• Material for this task
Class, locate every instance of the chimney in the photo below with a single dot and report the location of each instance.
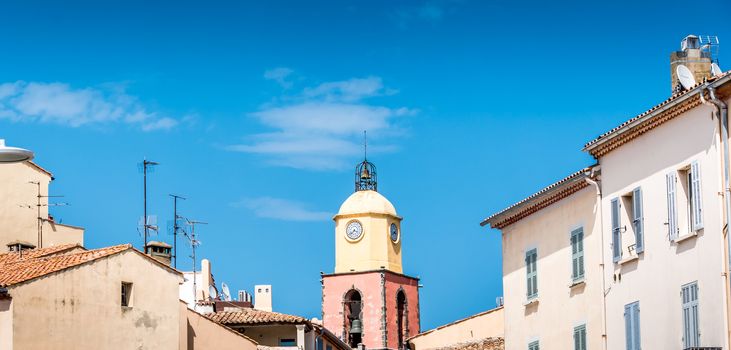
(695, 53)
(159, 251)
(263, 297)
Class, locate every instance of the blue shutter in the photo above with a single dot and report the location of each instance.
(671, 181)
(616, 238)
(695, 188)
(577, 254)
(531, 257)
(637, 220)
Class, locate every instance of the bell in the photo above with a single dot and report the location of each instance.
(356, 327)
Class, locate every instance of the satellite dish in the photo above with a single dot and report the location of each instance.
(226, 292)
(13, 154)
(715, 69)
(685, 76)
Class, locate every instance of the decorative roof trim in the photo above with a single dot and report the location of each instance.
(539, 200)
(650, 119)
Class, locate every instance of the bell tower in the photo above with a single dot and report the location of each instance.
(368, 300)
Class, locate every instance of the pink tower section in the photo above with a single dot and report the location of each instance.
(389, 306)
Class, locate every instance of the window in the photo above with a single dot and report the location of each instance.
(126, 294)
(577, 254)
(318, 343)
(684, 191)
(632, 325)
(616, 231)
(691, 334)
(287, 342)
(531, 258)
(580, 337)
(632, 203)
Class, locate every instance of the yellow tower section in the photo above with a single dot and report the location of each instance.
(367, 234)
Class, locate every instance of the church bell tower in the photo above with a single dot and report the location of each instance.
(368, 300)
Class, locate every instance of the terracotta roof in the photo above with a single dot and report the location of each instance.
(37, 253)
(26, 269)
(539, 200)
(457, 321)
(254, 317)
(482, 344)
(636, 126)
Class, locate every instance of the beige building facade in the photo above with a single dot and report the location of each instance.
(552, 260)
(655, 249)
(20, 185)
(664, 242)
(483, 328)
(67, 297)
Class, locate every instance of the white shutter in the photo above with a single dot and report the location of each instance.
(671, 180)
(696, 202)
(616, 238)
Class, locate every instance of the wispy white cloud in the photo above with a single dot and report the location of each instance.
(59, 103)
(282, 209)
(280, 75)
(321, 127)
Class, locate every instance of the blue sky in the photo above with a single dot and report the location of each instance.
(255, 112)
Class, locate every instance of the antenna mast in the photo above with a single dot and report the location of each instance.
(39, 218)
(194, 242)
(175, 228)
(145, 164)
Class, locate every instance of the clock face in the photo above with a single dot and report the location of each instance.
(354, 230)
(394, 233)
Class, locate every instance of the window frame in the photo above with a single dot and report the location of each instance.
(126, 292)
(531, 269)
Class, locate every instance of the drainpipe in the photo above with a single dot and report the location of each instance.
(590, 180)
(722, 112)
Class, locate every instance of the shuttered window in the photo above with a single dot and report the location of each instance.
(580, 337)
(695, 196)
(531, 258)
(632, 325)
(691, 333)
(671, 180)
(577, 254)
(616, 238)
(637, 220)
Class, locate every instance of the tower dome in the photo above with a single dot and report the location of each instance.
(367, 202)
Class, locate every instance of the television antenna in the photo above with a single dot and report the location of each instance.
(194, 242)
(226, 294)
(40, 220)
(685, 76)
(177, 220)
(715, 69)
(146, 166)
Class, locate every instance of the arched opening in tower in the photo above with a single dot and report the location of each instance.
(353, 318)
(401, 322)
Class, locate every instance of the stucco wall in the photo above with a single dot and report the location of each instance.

• Job
Rewrite every one of the lines above as a numbered list, skipping any blank lines. Leave the pictures out of your list.

• Final result
1. Class, locate every instance of the chimney in the photo below with a single dot and report the location of each instance.
2. (695, 53)
3. (159, 251)
4. (263, 297)
5. Class, locate every instance of the blue shutter in the photo above with a single dot and report the location of each instance.
6. (671, 181)
7. (616, 238)
8. (695, 188)
9. (577, 254)
10. (531, 257)
11. (637, 220)
12. Class, locate every instance of the bell in the photo above with a single dot and report the location of each instance.
13. (356, 327)
14. Class, locate every instance of the satellite dish in the photo above with a single dot and report the location of each instance.
15. (226, 292)
16. (13, 154)
17. (715, 69)
18. (685, 76)
19. Class, locate every instance of the decorative roof trim in the photo above with a single dot and report the location of each instance.
20. (539, 200)
21. (650, 119)
22. Class, locate every instance of the bell tower in the photo above with a single dot and report the location of each instance.
23. (368, 300)
24. Class, locate every instance of the pink tower section in the photo above with a single dot and report the location of each instance.
25. (389, 306)
26. Class, locate every instance of the window in the photo above with a single dot and report the location of each instance.
27. (126, 294)
28. (577, 254)
29. (318, 343)
30. (684, 191)
31. (632, 325)
32. (616, 231)
33. (691, 334)
34. (287, 342)
35. (531, 258)
36. (580, 337)
37. (632, 203)
38. Class, locate every instance of the yellow tower section in the photo above with a single dot and report the location of each instance.
39. (367, 234)
40. Class, locate every instance of the church bell tower in the photo above with a single dot and report the location of each instance.
41. (368, 300)
42. Class, locate every instance of the terracotta roof in the photo above with a single dot and report the location of each instance.
43. (37, 253)
44. (26, 269)
45. (539, 200)
46. (457, 321)
47. (254, 317)
48. (482, 344)
49. (636, 126)
50. Class, locate every instance of the beige building facade in the photo above with a single dot and report the location of each instance.
51. (552, 260)
52. (655, 249)
53. (20, 185)
54. (664, 242)
55. (483, 328)
56. (67, 297)
57. Class, locate every instance of the white shutter in the photo above with a single dot and report the location of each instance.
58. (671, 180)
59. (696, 202)
60. (616, 238)
61. Class, locate every instance of the wispy white cloud in the photo above with a single dot and report the location of each instance.
62. (59, 103)
63. (282, 209)
64. (280, 75)
65. (321, 127)
66. Class, locate every instance of the blue sky in the photo above with a single dot and report the location of each instance.
67. (255, 112)
68. Class, locate every instance of the antenna mast in the photo above with a single dot and report the location of each instance.
69. (39, 218)
70. (194, 242)
71. (175, 228)
72. (145, 164)
73. Class, locate every instance of the clock face in the photo above with a single dot and report the location of each instance.
74. (354, 230)
75. (394, 233)
76. Class, locate every instance of the window frame in the photo above with a single dot and report the location of each instance.
77. (126, 292)
78. (531, 269)
79. Class, locate every instance of the drainpipe in the photo above with a single dot and report the location of each instance.
80. (590, 180)
81. (722, 112)
82. Class, locate every instance of the shuttered window in the photo above with a single dot and report the location of each instance.
83. (580, 337)
84. (695, 196)
85. (531, 258)
86. (632, 325)
87. (691, 333)
88. (671, 180)
89. (577, 254)
90. (616, 238)
91. (637, 220)
92. Class, locate every instance of the tower dome in the photo above with a single dot and report the location of each instance.
93. (367, 202)
94. Class, locate every instance of the television antenna in the photo above with a single dot and report the location of each instance.
95. (194, 242)
96. (226, 294)
97. (40, 220)
98. (685, 76)
99. (177, 220)
100. (715, 69)
101. (146, 166)
102. Class, locate every instance of the arched opening in tower in the photo above with a single dot and report the location of each instance.
103. (353, 318)
104. (401, 322)
105. Class, locate every instance of the stucco wall in the photo above with a single dot and report the location of each instance.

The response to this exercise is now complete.